Could you print, word for word, the stretch of the piece on Checho Batista and Argentina that begins at "What is important, though, is" and stops after "clearly couldn’t fill."?

◆ TEXT SEGMENT:
.....
Messi wasn’t having such a great time of it either. Although posing gormlessly for photos must be a reflex at this stage, the seconds he spent holding what looked like a giant cheque seemed seriously vexing. Not for the first time watching Messi suffer in South America, we were reminded of Kevin Kilbane, in particular his bewilderment at being named man of the match after the 1-2 win over San Marino a few years back. He tried to exit swiftly, but he was stopped by some LG stooges, who gestured to him to put his hand on or near one of their new line of phones.

Checho continued to sit upright, passive in attitude, impassive in aspect. It was only a matter of some thirty seconds but by the time Messi scuttled back across the front of the podium and straight out the door on the far side, icicles were hanging from his stately nose, the Jack Torrance impression reinforced by the greasy slicked-back hair.

Checho Batista at the post-game press conference

That would never have happened to Maradona. Or if it had, he would have dealt with it so differently, as after the now-foreboding Germany friendly in March 2010.

Poor Checho, he never really had a chance, did he? Tonight, if the carefully orchestrated ‘rumour’ mill is to believed, he’ll become the first manager to be fired in don Julio Grondona’s thirty-two year reign. He’ll also have the ignominious distinction of having been in charge for less time than any Argentina manager since the early 1970s. The fact is, however, that Batista was never really in charge. He was just the caretaker. He has always been the caretaker.

The evil spirits at the Overlook Hotel/AFA have been calling the shots all along. We’ve been through all this before: ghouls like Humbertito Grondona and Bilardo deliberately delayed Batista’s appointment in order to accommodate themselves in their respective positions in the turmoil that threatened to engulf them following the World Cup last year. This strategy carried the extra bonus of weakening the new man’s hand. After Diego had spent a year and a half giving them wedgies and indian burns, it was imperative the next man be a pushover – someone willing to lead a band of nobodies on a Tour of Shame round Nigeria and Belgium a few weeks before the first Copa América on home soil in a quarter of a century; someone whose ear could be bent so that players bound to certain agents could get some potentially-lucrative game-time in the prestigious albiceleste jersey. A financially-secure national team coach with his own ideas about what games will be played where and with which players is merely a hindrance, an eyesore on an otherwise delightful, lush, dollar-green prairie. Besides, what’s the point of racking one’s brains for the perfect candidate anyway? Sure with better men than Batista, the results in World Cups and Copas were always the same: quarter finals or lose to Brazil. Unlike Delbert Grady, the AFA aren’t even too interested if the job gets done or not. People are not going to lose interest in football: they’ll keep painting their faces and playing for tickets. A new man can be brought in. They’re not worried about any ‘nigger cook’. 

What is important, though, is that the illusion is maintained; the pueblo loves an idol, an image. And so Messi was thrust to the fore – the Messiah presented as a strong man whose every whim must be met, the man to whom the rest must bow and cower if anything is to be achieved. It was irrelevant whether Messi actually wanted any of this, – pegamequemegusta has it on good authority that lil Lionel’s only real concerns as he roamed the halls of the hotel on his tricycle was to avoid the terrifying spectre of the Milito-Burdisso sisters – but someone had to be seen to be occupying the vacuum the mumbling Checho clearly couldn’t fill.
.....
◆ LISTED RECORDS:
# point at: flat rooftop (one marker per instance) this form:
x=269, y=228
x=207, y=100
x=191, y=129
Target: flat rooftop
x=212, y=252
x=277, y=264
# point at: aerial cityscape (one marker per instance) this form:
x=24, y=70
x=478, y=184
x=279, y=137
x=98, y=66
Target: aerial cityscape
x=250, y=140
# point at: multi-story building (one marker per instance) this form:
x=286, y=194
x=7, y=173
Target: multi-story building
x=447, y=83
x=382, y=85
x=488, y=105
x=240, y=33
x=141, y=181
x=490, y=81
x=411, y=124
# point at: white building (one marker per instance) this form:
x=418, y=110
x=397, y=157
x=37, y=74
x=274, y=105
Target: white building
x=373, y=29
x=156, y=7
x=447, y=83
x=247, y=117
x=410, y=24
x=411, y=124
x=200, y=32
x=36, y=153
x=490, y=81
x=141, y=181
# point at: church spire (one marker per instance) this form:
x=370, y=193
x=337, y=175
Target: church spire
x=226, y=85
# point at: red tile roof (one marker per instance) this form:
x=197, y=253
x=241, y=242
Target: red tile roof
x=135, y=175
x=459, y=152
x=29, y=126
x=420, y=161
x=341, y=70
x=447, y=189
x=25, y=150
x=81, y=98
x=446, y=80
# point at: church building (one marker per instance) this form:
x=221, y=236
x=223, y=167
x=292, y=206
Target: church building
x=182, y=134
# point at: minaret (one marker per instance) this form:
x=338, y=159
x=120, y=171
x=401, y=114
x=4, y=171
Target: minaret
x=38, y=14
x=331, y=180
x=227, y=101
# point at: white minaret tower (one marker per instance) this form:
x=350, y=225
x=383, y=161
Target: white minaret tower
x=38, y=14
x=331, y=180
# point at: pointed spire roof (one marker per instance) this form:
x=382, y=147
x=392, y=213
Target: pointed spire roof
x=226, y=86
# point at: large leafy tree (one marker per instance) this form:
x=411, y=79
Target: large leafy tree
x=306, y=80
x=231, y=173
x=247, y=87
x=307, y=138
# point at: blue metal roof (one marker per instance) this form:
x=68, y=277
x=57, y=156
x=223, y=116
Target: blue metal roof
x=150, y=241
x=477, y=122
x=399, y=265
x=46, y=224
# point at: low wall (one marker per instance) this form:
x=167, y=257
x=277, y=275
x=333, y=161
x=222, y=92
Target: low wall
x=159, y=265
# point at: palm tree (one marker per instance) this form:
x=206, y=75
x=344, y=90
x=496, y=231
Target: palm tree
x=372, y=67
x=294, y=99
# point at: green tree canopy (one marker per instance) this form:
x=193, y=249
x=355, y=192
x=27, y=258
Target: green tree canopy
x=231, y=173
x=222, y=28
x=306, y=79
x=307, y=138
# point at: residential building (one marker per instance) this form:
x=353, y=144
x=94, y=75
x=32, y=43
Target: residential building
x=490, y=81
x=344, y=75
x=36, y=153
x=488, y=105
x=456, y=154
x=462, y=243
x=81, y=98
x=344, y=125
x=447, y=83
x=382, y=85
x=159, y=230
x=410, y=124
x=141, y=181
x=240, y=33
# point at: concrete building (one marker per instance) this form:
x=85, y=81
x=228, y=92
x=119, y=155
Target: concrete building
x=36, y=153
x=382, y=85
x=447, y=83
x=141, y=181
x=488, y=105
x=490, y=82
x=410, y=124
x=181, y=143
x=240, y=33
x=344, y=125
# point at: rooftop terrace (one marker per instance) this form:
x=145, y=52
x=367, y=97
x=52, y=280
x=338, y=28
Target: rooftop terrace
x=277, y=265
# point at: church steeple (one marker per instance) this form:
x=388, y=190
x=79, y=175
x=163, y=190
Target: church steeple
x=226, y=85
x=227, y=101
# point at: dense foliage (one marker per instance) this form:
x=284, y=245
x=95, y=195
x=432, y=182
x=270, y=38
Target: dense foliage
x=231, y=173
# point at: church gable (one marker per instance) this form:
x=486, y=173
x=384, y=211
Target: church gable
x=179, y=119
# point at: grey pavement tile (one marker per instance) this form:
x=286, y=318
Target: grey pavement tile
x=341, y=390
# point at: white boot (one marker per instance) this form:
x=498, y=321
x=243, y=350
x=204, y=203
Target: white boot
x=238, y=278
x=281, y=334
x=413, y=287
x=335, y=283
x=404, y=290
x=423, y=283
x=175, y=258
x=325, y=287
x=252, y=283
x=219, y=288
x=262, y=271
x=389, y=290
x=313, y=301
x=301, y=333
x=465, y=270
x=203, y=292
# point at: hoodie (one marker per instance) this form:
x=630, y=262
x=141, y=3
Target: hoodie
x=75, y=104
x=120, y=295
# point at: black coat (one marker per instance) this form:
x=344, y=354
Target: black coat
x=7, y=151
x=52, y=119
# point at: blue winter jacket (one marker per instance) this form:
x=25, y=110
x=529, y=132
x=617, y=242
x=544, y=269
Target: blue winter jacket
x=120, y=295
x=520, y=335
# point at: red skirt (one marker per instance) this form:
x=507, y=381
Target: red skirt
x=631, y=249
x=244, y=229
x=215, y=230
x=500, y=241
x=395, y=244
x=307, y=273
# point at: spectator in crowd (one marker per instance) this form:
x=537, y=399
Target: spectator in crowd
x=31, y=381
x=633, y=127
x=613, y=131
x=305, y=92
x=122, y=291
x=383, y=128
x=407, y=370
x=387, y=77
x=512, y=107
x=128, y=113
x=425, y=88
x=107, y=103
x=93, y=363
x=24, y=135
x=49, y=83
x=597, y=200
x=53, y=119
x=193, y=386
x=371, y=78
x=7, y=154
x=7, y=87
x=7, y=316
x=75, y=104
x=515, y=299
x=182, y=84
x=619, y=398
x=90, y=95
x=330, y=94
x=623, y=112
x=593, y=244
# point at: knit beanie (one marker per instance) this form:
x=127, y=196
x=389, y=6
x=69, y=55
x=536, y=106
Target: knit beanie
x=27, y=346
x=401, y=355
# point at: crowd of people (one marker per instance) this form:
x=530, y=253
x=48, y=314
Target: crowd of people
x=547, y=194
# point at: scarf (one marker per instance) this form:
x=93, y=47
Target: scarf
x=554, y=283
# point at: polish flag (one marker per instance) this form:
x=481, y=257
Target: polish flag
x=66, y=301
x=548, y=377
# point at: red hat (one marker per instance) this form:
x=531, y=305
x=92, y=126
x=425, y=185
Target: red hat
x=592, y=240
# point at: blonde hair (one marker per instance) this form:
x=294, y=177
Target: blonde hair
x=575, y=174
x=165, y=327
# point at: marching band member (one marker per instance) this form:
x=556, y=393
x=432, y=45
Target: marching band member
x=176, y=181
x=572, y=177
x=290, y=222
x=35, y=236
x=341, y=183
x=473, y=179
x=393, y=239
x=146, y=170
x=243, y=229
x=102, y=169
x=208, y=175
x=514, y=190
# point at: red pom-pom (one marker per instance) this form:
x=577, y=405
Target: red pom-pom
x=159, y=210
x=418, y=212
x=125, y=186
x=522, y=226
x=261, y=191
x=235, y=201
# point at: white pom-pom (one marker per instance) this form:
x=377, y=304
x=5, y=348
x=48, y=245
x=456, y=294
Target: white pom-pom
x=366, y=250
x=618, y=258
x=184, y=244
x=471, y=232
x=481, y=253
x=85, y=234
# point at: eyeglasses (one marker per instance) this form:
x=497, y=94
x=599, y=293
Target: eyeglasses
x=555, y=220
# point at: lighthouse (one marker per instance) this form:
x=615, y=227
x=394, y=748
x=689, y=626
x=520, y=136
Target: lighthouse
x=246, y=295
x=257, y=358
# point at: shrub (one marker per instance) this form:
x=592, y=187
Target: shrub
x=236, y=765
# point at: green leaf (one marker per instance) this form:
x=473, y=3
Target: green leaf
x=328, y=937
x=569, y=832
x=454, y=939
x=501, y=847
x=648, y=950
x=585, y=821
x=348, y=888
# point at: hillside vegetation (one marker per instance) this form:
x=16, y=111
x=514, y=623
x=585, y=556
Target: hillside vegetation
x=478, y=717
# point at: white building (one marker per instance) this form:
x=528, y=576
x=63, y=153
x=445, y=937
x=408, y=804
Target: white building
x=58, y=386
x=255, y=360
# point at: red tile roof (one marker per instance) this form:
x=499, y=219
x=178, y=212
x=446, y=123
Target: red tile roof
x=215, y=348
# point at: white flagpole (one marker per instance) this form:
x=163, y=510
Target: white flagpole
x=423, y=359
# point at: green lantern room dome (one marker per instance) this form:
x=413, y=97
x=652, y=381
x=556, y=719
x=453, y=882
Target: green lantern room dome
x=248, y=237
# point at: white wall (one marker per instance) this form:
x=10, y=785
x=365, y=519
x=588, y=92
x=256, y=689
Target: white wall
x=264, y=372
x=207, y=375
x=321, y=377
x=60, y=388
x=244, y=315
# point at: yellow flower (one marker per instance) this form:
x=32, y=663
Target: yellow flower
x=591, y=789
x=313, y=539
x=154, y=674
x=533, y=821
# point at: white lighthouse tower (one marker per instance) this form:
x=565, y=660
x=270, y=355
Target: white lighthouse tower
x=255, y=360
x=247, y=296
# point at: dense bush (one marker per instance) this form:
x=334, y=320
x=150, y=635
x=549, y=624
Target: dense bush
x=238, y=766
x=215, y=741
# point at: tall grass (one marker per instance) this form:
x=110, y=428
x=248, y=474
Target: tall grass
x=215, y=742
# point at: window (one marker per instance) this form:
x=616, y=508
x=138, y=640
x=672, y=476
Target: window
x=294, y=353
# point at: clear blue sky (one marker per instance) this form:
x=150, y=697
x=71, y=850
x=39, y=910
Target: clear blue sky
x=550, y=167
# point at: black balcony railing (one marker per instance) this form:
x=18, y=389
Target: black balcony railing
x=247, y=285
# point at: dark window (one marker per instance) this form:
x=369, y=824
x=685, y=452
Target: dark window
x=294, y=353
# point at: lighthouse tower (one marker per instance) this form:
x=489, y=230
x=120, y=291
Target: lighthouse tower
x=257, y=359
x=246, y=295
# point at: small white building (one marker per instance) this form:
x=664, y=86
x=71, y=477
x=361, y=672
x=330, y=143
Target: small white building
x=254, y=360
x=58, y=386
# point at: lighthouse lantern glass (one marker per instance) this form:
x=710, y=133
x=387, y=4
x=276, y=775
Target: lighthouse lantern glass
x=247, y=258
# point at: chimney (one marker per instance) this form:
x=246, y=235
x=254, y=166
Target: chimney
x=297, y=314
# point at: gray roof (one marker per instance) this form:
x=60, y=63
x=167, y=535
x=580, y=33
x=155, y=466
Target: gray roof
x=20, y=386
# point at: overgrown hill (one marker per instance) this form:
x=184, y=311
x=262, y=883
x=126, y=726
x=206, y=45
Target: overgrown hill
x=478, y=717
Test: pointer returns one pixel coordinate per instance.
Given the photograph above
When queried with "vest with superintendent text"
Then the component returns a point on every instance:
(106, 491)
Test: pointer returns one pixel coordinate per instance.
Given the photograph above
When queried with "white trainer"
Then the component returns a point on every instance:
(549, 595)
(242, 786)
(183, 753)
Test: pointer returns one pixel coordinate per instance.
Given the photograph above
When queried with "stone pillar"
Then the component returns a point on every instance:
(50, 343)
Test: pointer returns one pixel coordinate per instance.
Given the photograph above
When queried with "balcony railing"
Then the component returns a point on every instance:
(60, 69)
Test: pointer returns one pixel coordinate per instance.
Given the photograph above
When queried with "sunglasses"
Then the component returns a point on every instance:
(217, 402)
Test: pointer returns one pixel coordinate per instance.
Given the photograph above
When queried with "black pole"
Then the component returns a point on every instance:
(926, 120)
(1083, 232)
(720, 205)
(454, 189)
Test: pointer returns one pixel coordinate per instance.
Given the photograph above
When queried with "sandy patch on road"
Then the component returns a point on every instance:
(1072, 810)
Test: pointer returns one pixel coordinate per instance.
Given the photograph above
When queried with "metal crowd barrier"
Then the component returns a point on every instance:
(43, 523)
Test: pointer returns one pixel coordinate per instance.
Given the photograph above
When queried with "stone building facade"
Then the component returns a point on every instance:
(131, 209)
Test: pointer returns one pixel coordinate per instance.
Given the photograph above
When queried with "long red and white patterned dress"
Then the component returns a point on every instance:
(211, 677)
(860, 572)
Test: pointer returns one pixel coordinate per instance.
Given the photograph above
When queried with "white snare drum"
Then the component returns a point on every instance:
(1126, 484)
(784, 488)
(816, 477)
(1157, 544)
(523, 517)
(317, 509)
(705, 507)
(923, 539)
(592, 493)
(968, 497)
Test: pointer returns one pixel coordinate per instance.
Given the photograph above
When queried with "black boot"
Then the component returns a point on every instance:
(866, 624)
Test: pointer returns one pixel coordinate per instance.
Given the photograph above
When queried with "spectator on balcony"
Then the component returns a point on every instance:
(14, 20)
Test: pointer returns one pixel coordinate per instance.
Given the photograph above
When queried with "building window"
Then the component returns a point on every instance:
.....
◆ FINAL RESULT:
What is important, though, is that the illusion is maintained; the pueblo loves an idol, an image. And so Messi was thrust to the fore – the Messiah presented as a strong man whose every whim must be met, the man to whom the rest must bow and cower if anything is to be achieved. It was irrelevant whether Messi actually wanted any of this, – pegamequemegusta has it on good authority that lil Lionel’s only real concerns as he roamed the halls of the hotel on his tricycle was to avoid the terrifying spectre of the Milito-Burdisso sisters – but someone had to be seen to be occupying the vacuum the mumbling Checho clearly couldn’t fill.